Data provided:
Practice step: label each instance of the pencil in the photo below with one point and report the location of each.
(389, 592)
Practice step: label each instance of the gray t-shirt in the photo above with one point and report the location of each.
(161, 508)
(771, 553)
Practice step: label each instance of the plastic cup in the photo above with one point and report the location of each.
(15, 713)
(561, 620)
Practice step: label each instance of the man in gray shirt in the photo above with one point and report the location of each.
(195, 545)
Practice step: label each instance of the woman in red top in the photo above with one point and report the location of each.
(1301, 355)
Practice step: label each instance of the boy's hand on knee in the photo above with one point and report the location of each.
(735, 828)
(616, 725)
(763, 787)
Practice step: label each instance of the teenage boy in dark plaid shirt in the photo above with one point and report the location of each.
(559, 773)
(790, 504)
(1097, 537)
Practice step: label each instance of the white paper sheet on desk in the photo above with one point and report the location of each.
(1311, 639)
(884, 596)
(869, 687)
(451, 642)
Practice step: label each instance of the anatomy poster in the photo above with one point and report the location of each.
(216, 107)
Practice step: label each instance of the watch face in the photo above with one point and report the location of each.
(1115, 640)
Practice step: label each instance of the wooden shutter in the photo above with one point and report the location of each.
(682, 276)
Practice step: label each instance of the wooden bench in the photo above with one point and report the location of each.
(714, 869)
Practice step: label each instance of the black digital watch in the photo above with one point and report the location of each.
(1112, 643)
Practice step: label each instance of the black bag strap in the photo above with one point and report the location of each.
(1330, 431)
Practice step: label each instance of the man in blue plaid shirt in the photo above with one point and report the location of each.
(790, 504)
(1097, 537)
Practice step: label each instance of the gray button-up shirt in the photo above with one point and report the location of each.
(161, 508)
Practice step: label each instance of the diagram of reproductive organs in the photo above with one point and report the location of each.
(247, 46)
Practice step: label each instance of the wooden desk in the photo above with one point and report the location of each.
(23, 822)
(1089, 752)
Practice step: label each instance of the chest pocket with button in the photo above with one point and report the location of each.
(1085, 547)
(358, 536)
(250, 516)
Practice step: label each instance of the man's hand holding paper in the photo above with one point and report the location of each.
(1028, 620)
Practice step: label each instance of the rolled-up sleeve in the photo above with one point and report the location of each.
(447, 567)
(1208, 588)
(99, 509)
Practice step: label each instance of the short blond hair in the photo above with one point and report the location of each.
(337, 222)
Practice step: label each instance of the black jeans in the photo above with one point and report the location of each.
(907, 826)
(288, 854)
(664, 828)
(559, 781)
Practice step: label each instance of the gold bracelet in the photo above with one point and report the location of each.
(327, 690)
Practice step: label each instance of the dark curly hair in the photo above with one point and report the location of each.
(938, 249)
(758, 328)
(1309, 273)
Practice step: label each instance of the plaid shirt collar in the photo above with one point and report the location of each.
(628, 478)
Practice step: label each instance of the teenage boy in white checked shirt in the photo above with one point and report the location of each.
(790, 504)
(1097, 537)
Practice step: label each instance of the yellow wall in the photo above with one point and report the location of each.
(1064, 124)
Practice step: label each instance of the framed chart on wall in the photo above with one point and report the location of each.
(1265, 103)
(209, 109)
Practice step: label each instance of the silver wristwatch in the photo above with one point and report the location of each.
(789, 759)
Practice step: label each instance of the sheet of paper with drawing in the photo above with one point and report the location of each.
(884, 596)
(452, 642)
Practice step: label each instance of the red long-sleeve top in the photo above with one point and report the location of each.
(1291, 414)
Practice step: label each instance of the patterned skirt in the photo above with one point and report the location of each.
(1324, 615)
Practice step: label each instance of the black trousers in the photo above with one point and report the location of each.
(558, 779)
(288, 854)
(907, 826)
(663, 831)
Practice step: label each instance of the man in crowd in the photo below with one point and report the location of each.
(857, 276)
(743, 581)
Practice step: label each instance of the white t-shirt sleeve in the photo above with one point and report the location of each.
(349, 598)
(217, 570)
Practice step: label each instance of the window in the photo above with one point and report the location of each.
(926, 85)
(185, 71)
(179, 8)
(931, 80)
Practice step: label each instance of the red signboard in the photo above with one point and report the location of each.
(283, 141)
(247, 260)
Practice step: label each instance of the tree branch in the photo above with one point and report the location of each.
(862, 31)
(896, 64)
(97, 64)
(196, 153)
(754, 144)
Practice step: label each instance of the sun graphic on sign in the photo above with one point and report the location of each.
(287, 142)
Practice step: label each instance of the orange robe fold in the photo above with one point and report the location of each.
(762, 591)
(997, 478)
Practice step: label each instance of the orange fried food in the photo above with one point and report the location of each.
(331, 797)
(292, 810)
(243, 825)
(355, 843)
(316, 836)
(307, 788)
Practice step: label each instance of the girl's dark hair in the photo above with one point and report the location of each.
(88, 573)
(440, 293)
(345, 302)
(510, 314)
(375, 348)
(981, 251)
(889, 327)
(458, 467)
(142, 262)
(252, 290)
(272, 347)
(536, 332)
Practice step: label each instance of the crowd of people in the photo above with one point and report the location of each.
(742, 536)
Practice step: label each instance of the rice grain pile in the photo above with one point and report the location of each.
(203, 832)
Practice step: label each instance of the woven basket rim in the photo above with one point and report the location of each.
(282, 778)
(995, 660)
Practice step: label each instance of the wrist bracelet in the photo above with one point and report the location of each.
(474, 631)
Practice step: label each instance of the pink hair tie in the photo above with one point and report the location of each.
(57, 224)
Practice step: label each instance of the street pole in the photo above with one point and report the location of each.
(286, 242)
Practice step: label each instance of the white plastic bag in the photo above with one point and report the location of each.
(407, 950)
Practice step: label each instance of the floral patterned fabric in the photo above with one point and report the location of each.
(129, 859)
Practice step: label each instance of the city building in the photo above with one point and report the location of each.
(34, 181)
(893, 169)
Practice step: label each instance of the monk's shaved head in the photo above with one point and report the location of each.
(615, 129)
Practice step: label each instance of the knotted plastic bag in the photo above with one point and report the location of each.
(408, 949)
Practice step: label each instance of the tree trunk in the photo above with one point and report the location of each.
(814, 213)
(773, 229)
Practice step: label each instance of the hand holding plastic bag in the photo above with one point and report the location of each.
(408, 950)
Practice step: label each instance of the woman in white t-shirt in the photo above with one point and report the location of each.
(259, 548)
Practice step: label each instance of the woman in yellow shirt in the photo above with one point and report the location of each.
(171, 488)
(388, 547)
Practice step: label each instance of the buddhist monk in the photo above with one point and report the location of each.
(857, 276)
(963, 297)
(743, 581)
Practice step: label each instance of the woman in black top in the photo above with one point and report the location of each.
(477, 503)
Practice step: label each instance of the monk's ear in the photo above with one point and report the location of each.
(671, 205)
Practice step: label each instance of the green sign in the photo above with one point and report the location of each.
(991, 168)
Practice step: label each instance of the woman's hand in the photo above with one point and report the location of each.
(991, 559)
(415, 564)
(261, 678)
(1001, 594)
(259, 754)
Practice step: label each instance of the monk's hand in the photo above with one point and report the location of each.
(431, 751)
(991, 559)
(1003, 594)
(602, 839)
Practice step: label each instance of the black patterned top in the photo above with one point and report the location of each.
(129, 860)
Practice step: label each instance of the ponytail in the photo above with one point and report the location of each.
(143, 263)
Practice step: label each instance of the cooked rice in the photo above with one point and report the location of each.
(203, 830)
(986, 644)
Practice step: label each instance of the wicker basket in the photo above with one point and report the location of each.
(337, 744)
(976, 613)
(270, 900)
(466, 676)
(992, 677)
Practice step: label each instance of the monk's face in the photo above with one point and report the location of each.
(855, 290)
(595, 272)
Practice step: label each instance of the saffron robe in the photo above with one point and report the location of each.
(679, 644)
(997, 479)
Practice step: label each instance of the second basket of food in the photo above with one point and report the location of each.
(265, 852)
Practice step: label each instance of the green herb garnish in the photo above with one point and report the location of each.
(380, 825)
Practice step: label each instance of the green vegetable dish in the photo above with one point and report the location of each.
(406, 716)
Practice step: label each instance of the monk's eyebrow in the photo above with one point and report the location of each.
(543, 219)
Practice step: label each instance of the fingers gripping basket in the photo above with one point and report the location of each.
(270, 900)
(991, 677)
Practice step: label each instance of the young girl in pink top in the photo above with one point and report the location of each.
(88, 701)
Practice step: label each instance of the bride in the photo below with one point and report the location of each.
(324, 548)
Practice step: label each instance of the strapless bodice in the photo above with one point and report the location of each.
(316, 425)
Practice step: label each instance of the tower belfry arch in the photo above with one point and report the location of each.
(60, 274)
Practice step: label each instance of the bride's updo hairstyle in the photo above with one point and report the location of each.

About this exercise: Take the line holding "Practice step: label each instance of the tower" and the lines after it through the end of the entries. Retype them exactly and add nothing.

Answer space:
Practice step: label each instance of the tower belfry arch in the photo above with one point and report the location of each.
(60, 274)
Practice step: label each instance of the bride's updo hairstyle in the photo above with one point and report the location of each.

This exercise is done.